Exercise requirements:
Rewrite everything from the line containing "A single point marks each instance of the concrete" down to the line containing "<point>652,979</point>", both included, and offset every point coordinate in the answers by -40. Copy the request line and its sample point unchanged.

Recorded data:
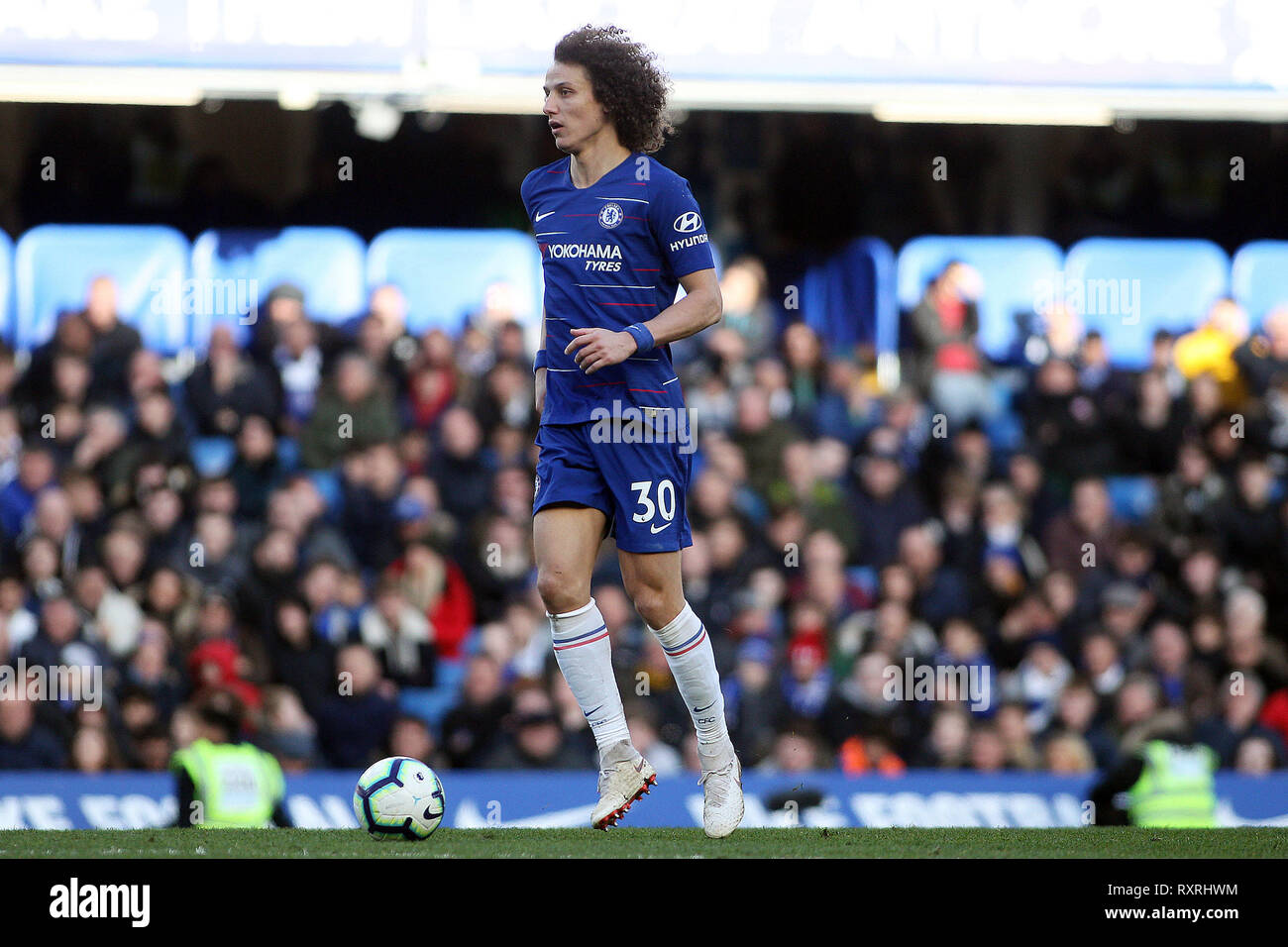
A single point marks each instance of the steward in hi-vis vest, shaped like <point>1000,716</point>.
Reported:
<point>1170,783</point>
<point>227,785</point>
---
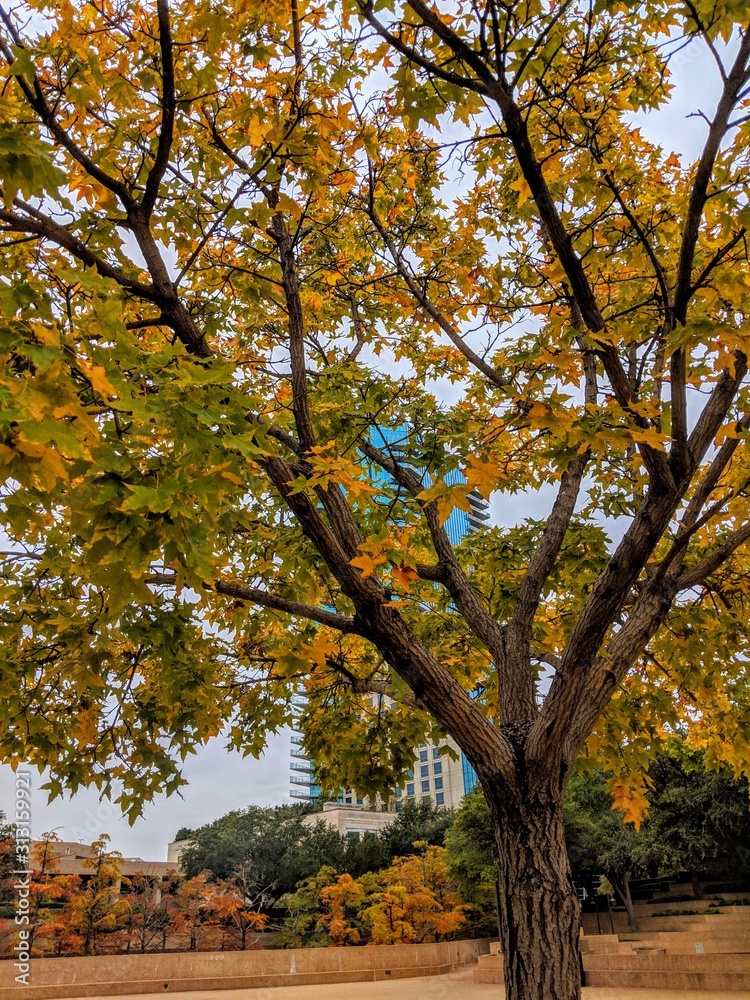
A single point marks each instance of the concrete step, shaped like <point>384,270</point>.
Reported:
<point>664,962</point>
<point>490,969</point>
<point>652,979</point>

Reply to the task:
A single point marks each instance of the concrete step, shaped like <point>384,270</point>.
Reported:
<point>624,922</point>
<point>450,929</point>
<point>612,939</point>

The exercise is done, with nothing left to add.